| Written task 1 |
Print the part of the cricket article from "A journeyman cricketer" up to and including "against Zimbabwe A.", word for word.
| Written task 2 |
Carry on the cricket article from the point where it stops.

[Given text Boundary: Start]

A journeyman cricketer who left behind a first-class career in his native Lahore to move to Dubai in 2012, he only debuted for the national team in November on a trial basis in a friendly series against Zimbabwe A.

He has been a revelation ever since. His first century, which he finally reached on the biggest stage yet, against Nepal in Windhoek, had felt like a long-time coming, given how prolific he has been since joining the side.

“I’m very happy to have scored a hundred in a big event like this,” Ashfaq said.

“I should have scored a hundred before, I know that. I was gutted when I didn’t get one against Scotland [in a one-day international in Dubai last month] and even in this tournament I should have done against Kenya when I was set.

“I wanted to get the big one, and I was very determined to do that today.”

Being given the chance to play for the UAE, let alone the prospect of playing against the likes of West Indies, is the realisation of a career goal for Ashfaq. “Every cricketer has the dream to play cricket for their country, and I am very grateful UAE has given me that chance,” Ashfaq said. “I just want to do well whenever I’m given a chance.”

Amir Hayat, another player who was given his chance in the 5-0 cleansweep of Zimbabwe A in November, took four wickets in the final as the UAE successfully defended their score of 277-4 from their 50 overs.

[Given text Boundary: End]
[Dataset Boundary: Start]

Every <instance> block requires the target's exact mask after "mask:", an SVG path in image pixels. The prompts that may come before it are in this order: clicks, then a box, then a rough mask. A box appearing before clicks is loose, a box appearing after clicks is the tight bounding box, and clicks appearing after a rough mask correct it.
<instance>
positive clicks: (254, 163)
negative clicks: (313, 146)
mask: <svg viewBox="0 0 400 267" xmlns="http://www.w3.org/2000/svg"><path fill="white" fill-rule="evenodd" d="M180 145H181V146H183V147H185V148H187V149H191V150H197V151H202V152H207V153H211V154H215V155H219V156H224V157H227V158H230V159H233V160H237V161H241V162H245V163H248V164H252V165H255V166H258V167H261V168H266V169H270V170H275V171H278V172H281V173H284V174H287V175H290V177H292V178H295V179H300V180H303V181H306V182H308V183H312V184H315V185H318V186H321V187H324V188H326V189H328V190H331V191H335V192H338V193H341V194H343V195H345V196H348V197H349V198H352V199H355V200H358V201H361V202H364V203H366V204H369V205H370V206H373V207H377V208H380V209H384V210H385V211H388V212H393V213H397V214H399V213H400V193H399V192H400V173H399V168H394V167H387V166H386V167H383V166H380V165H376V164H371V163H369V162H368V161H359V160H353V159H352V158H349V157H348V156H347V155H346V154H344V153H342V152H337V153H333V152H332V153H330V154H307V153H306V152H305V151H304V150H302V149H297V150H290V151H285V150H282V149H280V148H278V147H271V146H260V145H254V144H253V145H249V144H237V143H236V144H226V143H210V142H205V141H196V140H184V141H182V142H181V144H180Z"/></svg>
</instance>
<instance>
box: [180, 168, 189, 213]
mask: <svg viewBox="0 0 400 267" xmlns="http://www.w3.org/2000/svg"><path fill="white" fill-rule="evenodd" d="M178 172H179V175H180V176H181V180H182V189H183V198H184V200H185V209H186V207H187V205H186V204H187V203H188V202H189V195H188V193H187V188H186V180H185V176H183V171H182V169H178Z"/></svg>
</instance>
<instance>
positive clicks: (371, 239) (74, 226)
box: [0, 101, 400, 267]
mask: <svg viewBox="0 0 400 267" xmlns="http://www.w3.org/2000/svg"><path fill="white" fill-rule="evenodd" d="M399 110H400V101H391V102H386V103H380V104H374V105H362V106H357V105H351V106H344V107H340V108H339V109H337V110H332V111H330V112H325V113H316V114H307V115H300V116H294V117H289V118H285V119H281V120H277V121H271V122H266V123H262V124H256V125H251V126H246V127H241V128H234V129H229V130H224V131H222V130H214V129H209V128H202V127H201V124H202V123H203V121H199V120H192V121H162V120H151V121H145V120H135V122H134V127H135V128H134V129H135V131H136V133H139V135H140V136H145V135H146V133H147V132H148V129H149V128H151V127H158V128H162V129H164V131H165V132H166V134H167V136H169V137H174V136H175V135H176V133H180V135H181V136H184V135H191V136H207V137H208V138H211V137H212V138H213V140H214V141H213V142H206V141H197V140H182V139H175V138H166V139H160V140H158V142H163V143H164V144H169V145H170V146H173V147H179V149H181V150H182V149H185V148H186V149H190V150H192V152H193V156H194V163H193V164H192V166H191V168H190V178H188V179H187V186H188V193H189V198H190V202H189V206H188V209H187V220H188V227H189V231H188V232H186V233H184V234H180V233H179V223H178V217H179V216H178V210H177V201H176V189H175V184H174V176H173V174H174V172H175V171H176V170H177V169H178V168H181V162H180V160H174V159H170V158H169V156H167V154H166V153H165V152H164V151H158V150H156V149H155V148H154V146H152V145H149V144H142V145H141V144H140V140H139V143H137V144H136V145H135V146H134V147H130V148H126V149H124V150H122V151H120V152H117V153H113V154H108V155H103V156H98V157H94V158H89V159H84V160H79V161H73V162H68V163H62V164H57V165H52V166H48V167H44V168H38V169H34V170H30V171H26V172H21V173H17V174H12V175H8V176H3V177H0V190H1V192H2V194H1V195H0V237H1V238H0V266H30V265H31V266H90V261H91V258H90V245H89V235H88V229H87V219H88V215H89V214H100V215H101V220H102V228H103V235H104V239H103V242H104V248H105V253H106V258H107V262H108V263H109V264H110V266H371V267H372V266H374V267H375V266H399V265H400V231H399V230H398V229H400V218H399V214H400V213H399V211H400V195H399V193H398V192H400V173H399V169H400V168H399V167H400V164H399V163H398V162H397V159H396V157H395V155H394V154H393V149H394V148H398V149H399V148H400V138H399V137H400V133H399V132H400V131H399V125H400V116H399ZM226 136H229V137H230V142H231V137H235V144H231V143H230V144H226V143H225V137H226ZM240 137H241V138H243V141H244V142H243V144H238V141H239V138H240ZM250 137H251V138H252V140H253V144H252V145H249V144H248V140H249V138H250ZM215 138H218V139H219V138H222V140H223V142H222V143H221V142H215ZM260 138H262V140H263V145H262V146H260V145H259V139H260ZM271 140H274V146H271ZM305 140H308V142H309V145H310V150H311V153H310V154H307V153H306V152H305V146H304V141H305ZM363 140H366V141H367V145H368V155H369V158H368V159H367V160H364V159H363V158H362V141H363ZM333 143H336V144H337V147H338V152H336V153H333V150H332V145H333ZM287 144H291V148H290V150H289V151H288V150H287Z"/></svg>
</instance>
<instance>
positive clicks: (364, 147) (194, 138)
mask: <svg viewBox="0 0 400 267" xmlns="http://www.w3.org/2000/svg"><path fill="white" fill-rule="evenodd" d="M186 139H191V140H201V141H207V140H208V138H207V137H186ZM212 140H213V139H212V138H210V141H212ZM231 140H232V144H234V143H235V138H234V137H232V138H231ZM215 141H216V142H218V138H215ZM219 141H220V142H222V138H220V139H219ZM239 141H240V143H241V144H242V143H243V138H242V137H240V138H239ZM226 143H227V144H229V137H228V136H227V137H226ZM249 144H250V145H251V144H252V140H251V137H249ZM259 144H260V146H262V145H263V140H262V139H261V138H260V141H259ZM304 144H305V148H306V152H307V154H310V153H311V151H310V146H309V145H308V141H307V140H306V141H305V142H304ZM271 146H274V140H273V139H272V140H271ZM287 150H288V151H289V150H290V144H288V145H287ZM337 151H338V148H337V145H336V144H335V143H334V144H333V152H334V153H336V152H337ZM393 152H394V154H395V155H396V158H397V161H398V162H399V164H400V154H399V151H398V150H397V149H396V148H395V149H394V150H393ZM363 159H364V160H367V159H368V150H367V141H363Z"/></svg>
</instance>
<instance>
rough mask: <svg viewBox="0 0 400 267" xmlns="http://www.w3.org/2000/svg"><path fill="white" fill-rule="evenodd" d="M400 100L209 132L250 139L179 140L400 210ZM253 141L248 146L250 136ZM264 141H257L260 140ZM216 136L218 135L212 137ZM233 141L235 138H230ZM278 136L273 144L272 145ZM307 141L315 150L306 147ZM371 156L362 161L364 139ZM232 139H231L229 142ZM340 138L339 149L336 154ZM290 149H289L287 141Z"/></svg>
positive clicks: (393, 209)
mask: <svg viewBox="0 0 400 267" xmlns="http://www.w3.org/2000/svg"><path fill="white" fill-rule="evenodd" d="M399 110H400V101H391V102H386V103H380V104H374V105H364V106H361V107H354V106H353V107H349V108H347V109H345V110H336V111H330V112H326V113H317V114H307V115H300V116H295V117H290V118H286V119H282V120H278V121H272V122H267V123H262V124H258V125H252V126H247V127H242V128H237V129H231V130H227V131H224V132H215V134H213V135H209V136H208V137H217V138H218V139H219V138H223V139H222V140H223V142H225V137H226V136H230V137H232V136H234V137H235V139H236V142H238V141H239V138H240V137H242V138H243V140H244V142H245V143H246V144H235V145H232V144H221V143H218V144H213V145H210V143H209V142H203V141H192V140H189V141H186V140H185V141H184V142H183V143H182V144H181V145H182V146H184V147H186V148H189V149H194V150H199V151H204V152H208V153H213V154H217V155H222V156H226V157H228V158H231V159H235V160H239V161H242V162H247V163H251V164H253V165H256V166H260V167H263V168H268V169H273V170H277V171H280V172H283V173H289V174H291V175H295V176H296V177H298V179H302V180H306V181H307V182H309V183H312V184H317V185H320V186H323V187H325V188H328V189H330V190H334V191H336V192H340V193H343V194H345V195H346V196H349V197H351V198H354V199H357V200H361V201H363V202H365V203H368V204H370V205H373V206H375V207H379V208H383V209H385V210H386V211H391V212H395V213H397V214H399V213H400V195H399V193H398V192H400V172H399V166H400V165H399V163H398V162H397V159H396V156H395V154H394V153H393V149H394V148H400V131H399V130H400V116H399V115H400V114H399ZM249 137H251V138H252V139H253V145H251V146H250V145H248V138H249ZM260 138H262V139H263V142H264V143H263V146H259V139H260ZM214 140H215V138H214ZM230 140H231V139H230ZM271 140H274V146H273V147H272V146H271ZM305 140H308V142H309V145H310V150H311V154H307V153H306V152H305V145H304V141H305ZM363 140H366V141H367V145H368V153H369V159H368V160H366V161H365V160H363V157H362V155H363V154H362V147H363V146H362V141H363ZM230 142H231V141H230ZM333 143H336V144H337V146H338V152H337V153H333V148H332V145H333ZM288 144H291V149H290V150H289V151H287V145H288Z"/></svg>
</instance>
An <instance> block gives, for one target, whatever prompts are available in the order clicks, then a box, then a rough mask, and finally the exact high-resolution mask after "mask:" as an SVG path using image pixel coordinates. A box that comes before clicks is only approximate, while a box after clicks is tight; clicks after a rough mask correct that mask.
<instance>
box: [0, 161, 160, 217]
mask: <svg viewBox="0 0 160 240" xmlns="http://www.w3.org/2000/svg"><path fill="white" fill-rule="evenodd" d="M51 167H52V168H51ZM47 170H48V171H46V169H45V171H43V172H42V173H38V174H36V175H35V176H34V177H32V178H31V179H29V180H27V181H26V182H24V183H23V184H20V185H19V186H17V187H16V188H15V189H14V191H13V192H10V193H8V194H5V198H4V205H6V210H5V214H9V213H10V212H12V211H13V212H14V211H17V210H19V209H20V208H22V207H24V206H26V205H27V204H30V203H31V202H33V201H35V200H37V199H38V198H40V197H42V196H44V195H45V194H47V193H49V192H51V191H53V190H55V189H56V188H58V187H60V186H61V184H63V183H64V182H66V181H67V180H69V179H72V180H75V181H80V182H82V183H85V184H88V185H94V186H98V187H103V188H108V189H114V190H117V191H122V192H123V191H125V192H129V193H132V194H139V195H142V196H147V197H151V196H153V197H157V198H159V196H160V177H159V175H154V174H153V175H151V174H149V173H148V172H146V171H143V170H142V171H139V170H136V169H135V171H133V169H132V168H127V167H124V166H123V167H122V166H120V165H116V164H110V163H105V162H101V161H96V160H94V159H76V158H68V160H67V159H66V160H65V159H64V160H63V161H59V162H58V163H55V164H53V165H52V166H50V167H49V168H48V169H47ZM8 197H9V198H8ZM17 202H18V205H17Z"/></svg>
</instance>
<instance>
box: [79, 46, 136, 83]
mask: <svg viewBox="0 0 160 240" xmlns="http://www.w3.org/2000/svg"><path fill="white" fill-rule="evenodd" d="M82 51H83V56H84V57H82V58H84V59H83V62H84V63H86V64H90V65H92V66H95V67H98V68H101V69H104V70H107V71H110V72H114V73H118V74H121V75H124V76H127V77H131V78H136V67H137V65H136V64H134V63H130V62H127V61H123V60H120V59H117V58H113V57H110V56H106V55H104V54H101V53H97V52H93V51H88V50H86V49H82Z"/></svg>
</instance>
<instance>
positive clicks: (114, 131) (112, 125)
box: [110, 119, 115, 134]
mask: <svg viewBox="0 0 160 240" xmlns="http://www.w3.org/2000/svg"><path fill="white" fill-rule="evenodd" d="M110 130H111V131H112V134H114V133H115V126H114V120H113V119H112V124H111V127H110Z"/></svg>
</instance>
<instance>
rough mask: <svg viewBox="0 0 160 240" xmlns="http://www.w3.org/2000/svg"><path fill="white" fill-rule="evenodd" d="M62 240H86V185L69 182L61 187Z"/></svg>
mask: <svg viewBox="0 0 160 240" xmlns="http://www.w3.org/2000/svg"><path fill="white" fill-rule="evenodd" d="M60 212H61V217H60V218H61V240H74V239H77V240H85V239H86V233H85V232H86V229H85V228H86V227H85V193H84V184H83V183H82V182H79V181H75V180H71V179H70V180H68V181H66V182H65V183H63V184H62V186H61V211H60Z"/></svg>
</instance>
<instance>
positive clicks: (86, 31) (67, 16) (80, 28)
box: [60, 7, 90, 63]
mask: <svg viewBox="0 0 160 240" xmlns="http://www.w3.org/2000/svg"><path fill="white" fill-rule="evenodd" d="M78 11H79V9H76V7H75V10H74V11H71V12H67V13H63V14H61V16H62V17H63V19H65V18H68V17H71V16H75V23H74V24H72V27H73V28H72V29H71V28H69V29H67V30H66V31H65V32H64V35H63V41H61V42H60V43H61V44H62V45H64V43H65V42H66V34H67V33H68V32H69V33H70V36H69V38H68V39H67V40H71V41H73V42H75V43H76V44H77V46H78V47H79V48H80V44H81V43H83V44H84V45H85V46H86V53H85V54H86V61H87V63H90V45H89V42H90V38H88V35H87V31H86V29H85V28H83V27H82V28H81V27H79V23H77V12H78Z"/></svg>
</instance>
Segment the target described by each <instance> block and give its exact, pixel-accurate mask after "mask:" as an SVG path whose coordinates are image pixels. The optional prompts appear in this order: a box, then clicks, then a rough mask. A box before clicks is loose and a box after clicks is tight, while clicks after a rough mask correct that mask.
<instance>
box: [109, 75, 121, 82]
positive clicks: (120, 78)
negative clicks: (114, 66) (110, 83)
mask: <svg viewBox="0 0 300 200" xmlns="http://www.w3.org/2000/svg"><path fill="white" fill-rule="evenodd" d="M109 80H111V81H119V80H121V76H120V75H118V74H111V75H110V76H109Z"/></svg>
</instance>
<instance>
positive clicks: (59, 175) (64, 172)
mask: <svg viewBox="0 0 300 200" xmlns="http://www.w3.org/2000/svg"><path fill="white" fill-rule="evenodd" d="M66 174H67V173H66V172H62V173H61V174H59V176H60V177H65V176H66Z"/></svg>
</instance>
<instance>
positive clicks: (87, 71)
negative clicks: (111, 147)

[Dataset Boundary: End]

| Exercise result 1 |
A journeyman cricketer who left behind a first-class career in his native Lahore to move to Dubai in 2012, he only debuted for the national team in November on a trial basis in a friendly series against Zimbabwe A.

| Exercise result 2 |
The margin of victory belied the fact the UAE were relatively comfortable winners, only for Paras Khadka, the Nepal captain, to hit three sixes off the last four balls.

He went to a century in the process. It was barely celebrated by either his team or the batsman himself given it was not enough to save them from defeat.

Bearing in mind it was a final, the whole match had a subdued atmosphere surrounding it, especially when set against the extreme tension of a day earlier.

Both teams had clinched their place in the Qualifier in nerve-racking style on Wednesday, and the players appeared far more relaxed in the final.

“We won when it mattered over the course of the past week,” Khadka said.

“We played incredible cricket and showed a lot of good character.

“Unfortunately we couldn’t cross the line [in the final] but still, all the boys have put in a lot of hard work, and I couldn’t be any prouder.”